Set exercise | Retype these lines exactly, leaving the pictures out of your answer.

[Start]

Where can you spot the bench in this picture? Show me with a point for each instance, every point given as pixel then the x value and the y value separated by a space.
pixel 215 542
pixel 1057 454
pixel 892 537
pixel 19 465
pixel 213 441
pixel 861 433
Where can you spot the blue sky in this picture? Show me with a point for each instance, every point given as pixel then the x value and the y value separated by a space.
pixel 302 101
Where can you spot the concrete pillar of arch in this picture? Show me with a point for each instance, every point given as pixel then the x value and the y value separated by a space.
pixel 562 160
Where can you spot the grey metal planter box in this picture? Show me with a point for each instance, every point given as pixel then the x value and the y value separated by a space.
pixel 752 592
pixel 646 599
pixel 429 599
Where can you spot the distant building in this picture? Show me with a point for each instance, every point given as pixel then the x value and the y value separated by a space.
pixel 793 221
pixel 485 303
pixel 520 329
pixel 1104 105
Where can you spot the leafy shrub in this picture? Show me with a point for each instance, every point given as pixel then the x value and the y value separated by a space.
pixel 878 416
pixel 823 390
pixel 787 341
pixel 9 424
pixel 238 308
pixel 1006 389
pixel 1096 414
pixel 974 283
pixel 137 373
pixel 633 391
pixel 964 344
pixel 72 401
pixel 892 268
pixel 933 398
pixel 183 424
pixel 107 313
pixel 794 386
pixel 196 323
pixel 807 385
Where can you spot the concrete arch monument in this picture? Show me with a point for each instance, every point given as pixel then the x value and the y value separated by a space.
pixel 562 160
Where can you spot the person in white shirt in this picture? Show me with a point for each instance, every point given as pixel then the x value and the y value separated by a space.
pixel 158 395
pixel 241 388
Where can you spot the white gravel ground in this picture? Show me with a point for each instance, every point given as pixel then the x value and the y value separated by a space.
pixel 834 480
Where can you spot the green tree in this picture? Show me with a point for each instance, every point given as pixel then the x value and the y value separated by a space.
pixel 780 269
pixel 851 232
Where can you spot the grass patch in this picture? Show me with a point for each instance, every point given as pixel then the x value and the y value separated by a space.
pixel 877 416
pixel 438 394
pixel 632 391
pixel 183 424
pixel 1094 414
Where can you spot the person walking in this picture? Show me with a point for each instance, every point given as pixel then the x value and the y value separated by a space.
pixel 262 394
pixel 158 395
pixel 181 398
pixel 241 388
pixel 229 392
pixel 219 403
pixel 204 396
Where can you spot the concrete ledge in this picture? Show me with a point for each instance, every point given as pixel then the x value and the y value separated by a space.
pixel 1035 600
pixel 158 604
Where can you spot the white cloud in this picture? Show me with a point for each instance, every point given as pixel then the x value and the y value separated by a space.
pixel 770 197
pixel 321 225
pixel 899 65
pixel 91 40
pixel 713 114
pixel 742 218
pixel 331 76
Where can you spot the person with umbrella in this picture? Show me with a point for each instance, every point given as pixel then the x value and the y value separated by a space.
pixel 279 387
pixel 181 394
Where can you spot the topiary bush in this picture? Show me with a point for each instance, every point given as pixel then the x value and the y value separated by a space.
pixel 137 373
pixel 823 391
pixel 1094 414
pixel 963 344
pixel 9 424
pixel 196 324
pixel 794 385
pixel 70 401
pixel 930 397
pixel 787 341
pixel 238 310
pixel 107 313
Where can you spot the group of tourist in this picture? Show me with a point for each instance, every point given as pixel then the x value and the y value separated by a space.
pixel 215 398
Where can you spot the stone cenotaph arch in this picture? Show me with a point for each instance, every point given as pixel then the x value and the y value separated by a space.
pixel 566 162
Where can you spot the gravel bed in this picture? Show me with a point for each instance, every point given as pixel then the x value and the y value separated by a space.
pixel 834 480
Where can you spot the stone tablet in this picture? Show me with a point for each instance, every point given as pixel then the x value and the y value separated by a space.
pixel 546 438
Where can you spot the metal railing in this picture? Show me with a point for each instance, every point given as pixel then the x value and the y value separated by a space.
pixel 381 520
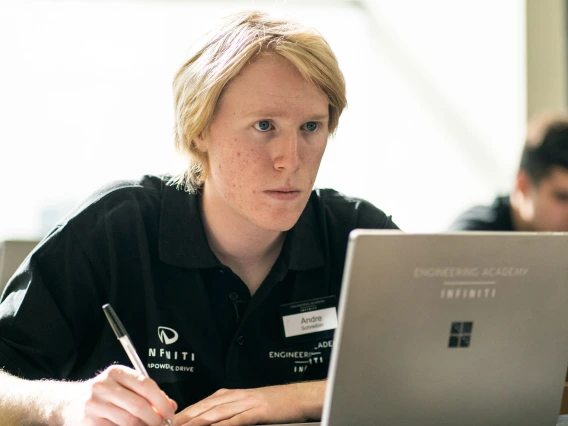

[End]

Correct output |
Where can you spot the bench in this picture? Show me with a point for each instance, every point given as pixel then the x value and the y value separated by a space.
pixel 215 542
pixel 1057 454
pixel 892 537
pixel 19 465
pixel 213 441
pixel 861 433
Where can you spot the blue sky in this picture? Show me with a point for each instance, every point given as pixel then the x value and the y value separated by a space.
pixel 302 101
Where can you spot the concrete pillar of arch in this picture? Show me with a point for each instance, every point given as pixel then the x value and the y value separated by a space.
pixel 562 160
Where can you spot the grey metal planter box in this picture? Show me with a point for each instance, every point given as pixel then the x value and the y value separated by a space.
pixel 752 592
pixel 646 599
pixel 429 599
Where can you spot the distant building in this picture? Show me with a point for each instance, every point given as pixel then the x value and the y value separated by a space.
pixel 793 221
pixel 485 303
pixel 520 329
pixel 1104 105
Where can you spot the leafy shrub in this picture? Show me with a point for each instance, every point given as pixel then the x value and the y value separated by a space.
pixel 878 416
pixel 823 390
pixel 787 341
pixel 9 424
pixel 238 308
pixel 1006 389
pixel 1096 414
pixel 974 283
pixel 137 373
pixel 633 391
pixel 964 344
pixel 72 401
pixel 892 268
pixel 933 398
pixel 183 424
pixel 107 313
pixel 794 386
pixel 196 323
pixel 807 385
Where can you spot the concrete arch monument in this picture? Show me with a point for each instance, every point given as pixel then the x value and the y value separated by a space.
pixel 562 160
Where can you spot the person in white shirt in this picture? Show me with a point for each instance, every point given as pixel then the x value and the y value separated by a space.
pixel 158 395
pixel 241 388
Where can you spot the white gravel ground in this picture? Show me with a point for each instance, every point given as pixel then the x value and the y value separated by a space.
pixel 834 480
Where can you spot the green tree in this picture? Show me with a point for each instance, every point given as pixel then the x value and the y value separated by a space.
pixel 780 269
pixel 851 232
Where can you spot the grass patch in this picture? Show me with a point for each instance, every point given as pixel then the x value and the y value separated by a space.
pixel 877 416
pixel 438 394
pixel 632 391
pixel 183 424
pixel 1094 414
Where can you spot the person walking in this picture? Show me with a point for each instance, every point given as pixel then the x value and the y value separated by a space.
pixel 262 394
pixel 158 395
pixel 181 398
pixel 241 388
pixel 229 392
pixel 219 403
pixel 204 396
Where can you spot the concrete ledge in this picture? Show me with a point for each instance, every point given as pixel then the x value and the y value separated by a space.
pixel 1035 600
pixel 158 604
Where can you spot the white cloud in this picture? Show me with a point for each instance, every point given as pixel then the x value and the y value separated by a space.
pixel 770 197
pixel 321 225
pixel 899 65
pixel 91 40
pixel 713 114
pixel 742 218
pixel 331 76
Where can you spot the person with umbrella in this picture? Show me with a point for each instance, every point given as pixel then the x value and the y value separated by a space.
pixel 279 387
pixel 181 394
Where can you spot the topiary bush in this picture? Show me with a point for each instance, every point given as pixel then the x value and the y value separated by a space.
pixel 137 373
pixel 823 391
pixel 1094 414
pixel 963 344
pixel 9 424
pixel 196 324
pixel 794 385
pixel 70 401
pixel 930 397
pixel 787 341
pixel 238 310
pixel 107 313
Where can you spot the group of tourist in this picture? Show me with a point for each instance, every point given as pixel then the x value and the y value separated by a space.
pixel 215 398
Where can you spot the stone cenotaph arch in this picture? Show me with a point for each instance, every point given as pixel then the x value and the y value separated by a space.
pixel 566 162
Where can you spot the gravel bed in this picture? Show me with a point for each instance, every point given as pixel then the x value and the y value separated by a space.
pixel 834 480
Where can you spot the stone tablet in this picture? Show me with a point for each instance, every point given as pixel then the x value and the y value separated by a space.
pixel 546 438
Where can you spot the metal railing in this picture? Show me with a point for each instance, every point given as pixel then the x value and the y value separated by a space.
pixel 381 520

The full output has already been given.